(Records from a collection)
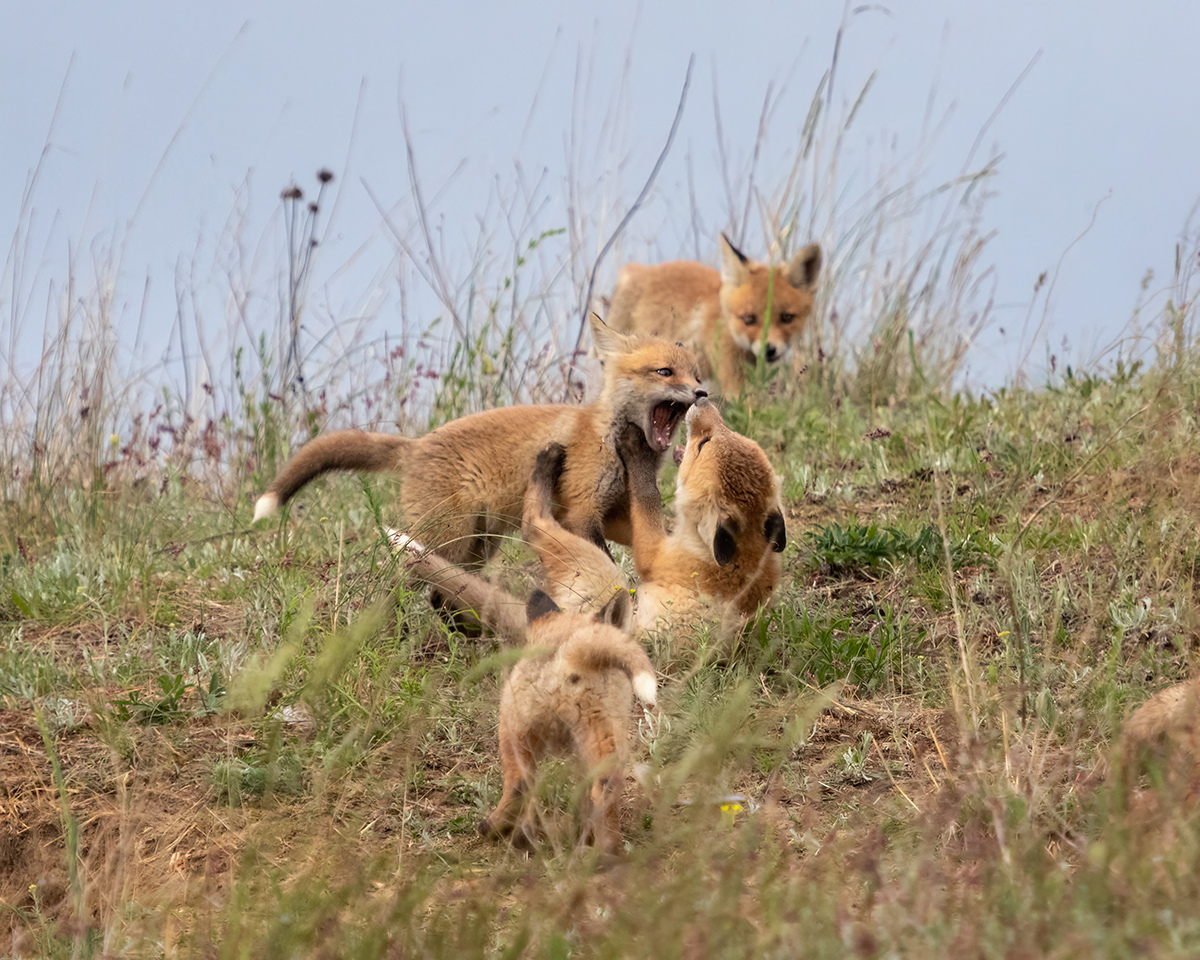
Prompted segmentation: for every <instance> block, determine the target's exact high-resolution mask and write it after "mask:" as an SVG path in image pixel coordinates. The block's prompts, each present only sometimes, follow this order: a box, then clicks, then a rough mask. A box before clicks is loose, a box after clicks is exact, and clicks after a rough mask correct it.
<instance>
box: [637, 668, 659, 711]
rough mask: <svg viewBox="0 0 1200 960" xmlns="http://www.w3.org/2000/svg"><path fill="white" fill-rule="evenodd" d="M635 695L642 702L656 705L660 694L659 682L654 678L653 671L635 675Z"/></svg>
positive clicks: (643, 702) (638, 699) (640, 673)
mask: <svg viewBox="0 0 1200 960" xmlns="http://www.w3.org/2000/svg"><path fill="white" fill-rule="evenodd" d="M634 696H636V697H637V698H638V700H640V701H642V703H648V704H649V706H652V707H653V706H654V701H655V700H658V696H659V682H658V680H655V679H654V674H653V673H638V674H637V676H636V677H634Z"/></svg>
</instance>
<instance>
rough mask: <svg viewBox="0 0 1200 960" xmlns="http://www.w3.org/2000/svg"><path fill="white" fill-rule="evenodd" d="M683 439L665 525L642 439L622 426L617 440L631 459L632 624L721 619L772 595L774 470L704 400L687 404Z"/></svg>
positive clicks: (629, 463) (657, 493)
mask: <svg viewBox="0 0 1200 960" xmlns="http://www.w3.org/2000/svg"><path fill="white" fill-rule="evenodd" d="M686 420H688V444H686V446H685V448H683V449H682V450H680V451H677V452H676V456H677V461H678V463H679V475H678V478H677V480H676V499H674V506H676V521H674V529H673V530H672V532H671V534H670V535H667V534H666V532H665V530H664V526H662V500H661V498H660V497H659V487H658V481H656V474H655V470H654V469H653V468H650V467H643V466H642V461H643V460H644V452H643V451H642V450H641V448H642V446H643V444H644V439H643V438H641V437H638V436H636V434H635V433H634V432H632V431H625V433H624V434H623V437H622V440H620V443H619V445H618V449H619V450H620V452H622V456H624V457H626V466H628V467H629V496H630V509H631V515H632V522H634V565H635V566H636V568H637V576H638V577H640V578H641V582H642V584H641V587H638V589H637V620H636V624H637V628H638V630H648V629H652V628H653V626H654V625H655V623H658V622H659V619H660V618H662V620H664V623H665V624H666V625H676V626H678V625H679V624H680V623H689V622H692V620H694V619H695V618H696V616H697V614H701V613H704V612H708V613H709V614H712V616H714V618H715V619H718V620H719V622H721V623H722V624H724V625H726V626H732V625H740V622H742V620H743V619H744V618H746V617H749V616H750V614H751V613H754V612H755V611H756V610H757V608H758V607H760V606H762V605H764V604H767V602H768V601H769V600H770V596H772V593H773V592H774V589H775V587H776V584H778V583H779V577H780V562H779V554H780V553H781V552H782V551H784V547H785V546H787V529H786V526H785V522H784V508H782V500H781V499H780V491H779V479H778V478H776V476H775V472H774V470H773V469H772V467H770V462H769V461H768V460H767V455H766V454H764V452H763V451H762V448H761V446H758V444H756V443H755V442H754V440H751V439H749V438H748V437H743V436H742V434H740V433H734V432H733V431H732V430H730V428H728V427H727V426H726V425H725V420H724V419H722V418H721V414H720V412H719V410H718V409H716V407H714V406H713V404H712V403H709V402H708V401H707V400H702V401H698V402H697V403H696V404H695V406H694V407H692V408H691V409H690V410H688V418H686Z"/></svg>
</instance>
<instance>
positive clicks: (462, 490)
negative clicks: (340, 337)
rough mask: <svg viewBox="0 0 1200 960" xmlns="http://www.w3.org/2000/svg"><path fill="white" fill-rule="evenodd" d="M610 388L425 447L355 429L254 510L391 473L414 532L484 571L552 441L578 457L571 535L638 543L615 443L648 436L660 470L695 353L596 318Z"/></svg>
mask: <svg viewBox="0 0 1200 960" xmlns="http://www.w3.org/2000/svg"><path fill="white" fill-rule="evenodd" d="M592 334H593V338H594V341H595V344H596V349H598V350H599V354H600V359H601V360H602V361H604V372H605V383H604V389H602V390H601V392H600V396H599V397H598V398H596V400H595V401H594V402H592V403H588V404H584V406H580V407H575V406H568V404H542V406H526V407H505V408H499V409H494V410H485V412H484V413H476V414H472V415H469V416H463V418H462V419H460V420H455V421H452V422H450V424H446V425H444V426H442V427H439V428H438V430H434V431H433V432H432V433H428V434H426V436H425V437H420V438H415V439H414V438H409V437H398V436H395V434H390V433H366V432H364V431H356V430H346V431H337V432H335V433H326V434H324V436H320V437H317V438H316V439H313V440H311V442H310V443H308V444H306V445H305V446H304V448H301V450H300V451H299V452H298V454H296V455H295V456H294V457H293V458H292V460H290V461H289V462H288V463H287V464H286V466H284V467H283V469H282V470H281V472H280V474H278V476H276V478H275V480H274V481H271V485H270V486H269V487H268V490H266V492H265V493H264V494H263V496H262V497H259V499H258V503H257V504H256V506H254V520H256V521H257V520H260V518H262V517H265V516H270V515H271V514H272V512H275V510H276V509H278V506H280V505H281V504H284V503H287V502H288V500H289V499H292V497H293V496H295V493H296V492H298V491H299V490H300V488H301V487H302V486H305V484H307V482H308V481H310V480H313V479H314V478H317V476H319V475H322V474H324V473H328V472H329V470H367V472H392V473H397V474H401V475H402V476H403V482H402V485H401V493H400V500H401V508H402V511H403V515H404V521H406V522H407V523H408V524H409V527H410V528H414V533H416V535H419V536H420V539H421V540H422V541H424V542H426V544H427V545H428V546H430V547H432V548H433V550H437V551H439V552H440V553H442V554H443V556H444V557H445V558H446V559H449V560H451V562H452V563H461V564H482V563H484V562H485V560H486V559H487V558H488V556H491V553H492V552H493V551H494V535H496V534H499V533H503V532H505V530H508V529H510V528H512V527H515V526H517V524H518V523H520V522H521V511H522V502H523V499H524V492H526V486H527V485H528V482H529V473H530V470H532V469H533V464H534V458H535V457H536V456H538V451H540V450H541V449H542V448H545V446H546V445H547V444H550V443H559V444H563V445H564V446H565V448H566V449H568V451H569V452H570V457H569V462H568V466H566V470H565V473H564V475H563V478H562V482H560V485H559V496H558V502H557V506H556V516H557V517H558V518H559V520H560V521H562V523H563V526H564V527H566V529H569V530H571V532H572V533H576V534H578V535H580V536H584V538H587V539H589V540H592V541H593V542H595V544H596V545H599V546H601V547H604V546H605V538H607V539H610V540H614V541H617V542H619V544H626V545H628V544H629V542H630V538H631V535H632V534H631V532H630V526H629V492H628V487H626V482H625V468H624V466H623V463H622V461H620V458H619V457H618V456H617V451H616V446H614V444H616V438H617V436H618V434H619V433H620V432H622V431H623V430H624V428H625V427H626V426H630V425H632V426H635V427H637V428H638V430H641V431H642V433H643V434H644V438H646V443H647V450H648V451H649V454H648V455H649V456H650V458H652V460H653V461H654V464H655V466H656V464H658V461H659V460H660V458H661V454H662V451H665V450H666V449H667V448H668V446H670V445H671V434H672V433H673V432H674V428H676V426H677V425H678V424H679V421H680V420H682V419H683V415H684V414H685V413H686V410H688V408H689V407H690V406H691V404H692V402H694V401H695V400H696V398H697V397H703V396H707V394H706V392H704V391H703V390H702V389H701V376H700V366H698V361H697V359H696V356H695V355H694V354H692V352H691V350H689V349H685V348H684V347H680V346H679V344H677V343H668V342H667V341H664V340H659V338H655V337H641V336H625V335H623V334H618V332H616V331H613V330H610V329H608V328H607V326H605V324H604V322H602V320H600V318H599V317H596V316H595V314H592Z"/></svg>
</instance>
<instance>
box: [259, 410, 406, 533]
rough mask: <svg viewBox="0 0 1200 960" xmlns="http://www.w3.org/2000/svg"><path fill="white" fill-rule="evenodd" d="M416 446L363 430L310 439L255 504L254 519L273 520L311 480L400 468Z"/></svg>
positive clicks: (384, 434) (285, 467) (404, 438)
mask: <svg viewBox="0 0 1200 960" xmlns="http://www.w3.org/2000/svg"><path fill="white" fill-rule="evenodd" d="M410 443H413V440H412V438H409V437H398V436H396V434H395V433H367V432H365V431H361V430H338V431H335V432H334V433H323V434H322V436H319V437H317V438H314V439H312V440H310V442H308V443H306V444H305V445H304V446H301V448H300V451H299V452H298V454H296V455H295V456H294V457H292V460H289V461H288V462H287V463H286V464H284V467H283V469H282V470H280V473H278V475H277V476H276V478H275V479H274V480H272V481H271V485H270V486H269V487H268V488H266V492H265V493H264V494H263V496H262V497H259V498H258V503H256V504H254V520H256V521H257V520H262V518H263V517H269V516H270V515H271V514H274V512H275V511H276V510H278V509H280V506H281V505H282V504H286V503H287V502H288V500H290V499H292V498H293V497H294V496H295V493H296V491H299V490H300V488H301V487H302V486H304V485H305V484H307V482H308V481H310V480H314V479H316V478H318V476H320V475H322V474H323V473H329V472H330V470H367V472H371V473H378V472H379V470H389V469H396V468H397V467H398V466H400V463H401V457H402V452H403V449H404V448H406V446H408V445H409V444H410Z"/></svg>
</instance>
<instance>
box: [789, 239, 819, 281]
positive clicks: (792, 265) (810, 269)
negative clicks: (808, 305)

§ **Brief**
Count how many lines of the records hold the string "negative"; the answer is that number alone.

§ **Exercise result**
2